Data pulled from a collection
_ _ _ _

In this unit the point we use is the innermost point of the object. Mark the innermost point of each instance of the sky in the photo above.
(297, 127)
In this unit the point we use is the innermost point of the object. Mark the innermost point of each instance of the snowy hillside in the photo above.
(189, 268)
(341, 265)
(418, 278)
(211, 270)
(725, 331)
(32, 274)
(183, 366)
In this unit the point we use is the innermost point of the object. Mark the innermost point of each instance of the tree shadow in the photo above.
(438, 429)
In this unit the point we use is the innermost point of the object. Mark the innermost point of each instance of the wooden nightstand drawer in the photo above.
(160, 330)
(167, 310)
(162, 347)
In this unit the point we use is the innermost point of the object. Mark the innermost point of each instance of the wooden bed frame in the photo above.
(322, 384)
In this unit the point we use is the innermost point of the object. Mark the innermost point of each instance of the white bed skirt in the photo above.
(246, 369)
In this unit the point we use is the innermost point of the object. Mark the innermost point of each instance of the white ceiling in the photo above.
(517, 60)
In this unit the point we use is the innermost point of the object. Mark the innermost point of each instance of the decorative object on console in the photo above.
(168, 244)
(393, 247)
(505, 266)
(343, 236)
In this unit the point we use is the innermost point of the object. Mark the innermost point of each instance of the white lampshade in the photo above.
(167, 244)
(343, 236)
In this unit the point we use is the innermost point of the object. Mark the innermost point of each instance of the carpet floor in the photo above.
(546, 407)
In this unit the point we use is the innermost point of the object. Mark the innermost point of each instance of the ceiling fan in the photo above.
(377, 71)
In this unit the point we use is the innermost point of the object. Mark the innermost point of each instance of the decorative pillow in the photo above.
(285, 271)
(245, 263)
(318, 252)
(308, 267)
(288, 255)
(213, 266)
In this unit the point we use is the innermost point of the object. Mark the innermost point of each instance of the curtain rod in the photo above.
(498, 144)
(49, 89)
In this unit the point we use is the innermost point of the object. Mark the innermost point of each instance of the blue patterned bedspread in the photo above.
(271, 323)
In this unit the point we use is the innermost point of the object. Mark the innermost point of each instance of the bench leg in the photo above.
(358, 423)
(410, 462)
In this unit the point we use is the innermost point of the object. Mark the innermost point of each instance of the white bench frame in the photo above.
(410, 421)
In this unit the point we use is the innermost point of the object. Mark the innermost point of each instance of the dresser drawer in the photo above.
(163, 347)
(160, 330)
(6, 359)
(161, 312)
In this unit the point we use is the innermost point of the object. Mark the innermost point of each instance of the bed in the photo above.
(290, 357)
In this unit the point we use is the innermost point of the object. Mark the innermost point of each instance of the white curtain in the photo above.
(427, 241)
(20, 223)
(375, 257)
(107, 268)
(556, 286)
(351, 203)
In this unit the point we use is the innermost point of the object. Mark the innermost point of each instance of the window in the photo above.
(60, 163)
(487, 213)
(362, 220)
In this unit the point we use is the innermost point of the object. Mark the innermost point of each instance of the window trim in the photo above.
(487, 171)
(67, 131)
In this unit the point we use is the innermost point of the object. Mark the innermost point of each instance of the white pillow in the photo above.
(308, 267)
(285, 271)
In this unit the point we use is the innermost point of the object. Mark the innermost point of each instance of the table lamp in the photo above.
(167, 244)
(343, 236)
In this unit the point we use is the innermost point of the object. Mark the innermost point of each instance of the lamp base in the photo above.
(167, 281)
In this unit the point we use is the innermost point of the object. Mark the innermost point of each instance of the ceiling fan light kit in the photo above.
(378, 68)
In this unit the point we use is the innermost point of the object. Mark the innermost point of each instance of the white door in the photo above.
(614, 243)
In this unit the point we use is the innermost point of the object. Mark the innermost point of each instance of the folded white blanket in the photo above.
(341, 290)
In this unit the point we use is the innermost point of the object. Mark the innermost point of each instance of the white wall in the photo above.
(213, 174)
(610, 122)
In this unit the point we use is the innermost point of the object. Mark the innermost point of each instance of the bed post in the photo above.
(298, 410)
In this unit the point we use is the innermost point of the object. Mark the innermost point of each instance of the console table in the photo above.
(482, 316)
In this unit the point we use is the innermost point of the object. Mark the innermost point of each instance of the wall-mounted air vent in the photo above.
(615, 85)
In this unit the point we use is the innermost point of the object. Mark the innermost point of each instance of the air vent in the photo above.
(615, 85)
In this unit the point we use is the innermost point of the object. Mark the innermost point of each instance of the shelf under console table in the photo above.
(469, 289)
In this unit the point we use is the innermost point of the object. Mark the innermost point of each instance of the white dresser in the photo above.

_ _ _ _

*What is being asked*: Can you reproduce every line of the listing above, unchanged?

*Full output*:
In this unit the point we use is the innermost point of the object. Mark the innermost point of each instance of the sky in the photo above.
(297, 127)
In this unit the point we use is the innermost point of the object. Mark the innermost point of each instance of the snowy hillside in the photo above.
(189, 268)
(341, 265)
(418, 278)
(211, 270)
(725, 331)
(32, 274)
(183, 366)
In this unit the point we use is the innermost point of the object. Mark the innermost point of each instance of the tree shadow in the photo above.
(438, 429)
In this unit the point we use is the innermost point of the object. Mark the innermost point of each instance of the wooden nightstand drawer in the photo above.
(160, 330)
(167, 310)
(162, 347)
In this unit the point we use is the innermost point of the object. Mark the innermost point of each instance of the wooden bed frame in the photo above.
(322, 384)
In this unit the point we use is the innermost point of the object. Mark the innermost point of each instance of the white bed skirt in the photo above.
(246, 369)
In this unit the point we use is the innermost point of the object. Mark the innermost point of each instance of the white ceiling in the photo above.
(517, 60)
In this unit the point we use is the innermost point of the object. Mark the innermost point of each instance of the decorative object on console in the photo above.
(168, 244)
(393, 247)
(505, 266)
(343, 236)
In this unit the point we use is the innermost point of the object. Mark the innermost point of each instance of the white lampshade in the photo above.
(167, 244)
(343, 236)
In this unit the point we use is the innermost point of the object. Mark the innermost point of each instance of the carpet floor in the photo above.
(546, 407)
In this unit the point we use is the innermost point of the object. Mark the innermost point of each instance of the ceiling fan in the photo above.
(377, 71)
In this unit the point we use is the innermost point of the object. Mark the innermost point of each instance of the decorative pillow in the photo above.
(285, 271)
(245, 263)
(318, 252)
(308, 267)
(288, 255)
(213, 266)
In this unit the point we use is the innermost point of the object. Mark the innermost point of each instance of the curtain rod in the photo above.
(498, 144)
(49, 89)
In this unit the point we use is the innermost point of the object. Mark the innermost point of each instance of the blue patterned bedspread in the photo above.
(271, 323)
In this unit the point we use is the innermost point of the object. Mark the innermost point of each instance of the bench leg in the photo above.
(358, 423)
(410, 462)
In this unit the point we use is the innermost point of the object. Mark the innermost point of each instance of the white bench frame in the photo above.
(410, 421)
In this unit the point we use is the innermost point of the object. Mark the innermost point of each instance of the dresser drawer in the photo above.
(163, 347)
(160, 330)
(6, 359)
(161, 312)
In this unit the point we use is the innermost point of the object. Mark the innermost point of each instance of the bed in the photo above.
(290, 357)
In this unit the point we use is the innermost point of the object. Mark the innermost point of each instance of the white curtain in the photo above.
(427, 241)
(20, 223)
(375, 257)
(107, 268)
(556, 286)
(351, 203)
In this unit the point we use is the innermost point of the object. Mark the innermost point of each instance of the window in the photo above.
(60, 163)
(487, 213)
(362, 220)
In this unit the point we use is the innermost point of the object. Mark the innermost point of each instance of the window trim in the photo above.
(487, 171)
(67, 131)
In this unit the point we use is the innermost point of the object. Mark the innermost point of each instance of the white pillow in the photo above.
(308, 267)
(285, 271)
In this unit the point we use is the innermost point of the object. Mark the innermost point of each instance of the table lamp in the photo above.
(167, 244)
(343, 236)
In this unit the point we use is the innermost point of the object. Mark the innermost point of each instance of the lamp base in the photo above.
(167, 281)
In this unit the point we use is the innermost point of the object. Mark the innermost point of each instance of the ceiling fan light kit in the photo above.
(378, 68)
In this unit the point we use is the innermost point of the object. Mark the innermost point of each instance of the white door in the photo above.
(614, 243)
In this unit the point we use is the innermost point of the object. Mark the innermost point of each instance of the folded white blanket in the photo above.
(341, 290)
In this unit the point we use is the innermost point of the object. Mark the innermost point of each instance of the white wall in the photo above.
(213, 174)
(610, 122)
In this unit the point we use is the innermost point of the object. Mark the innermost point of each instance of the bed post in the photo above.
(298, 410)
In this unit the point we use is the innermost point of the object. Mark the innermost point of each instance of the console table in the photo above.
(482, 316)
In this unit the point we use is the innermost point of the object. Mark the innermost point of each instance of the wall-mounted air vent in the photo above.
(615, 85)
In this unit the point we use is the innermost point of the object. Mark the innermost point of each instance of the air vent in the photo above.
(615, 85)
In this unit the point we use is the innermost point of the object. Mark the innermost point of each instance of the shelf under console table in the photo above.
(469, 289)
In this unit the point we use is the innermost point of the object. Mark the innermost point of each instance of the white dresser in the photo above.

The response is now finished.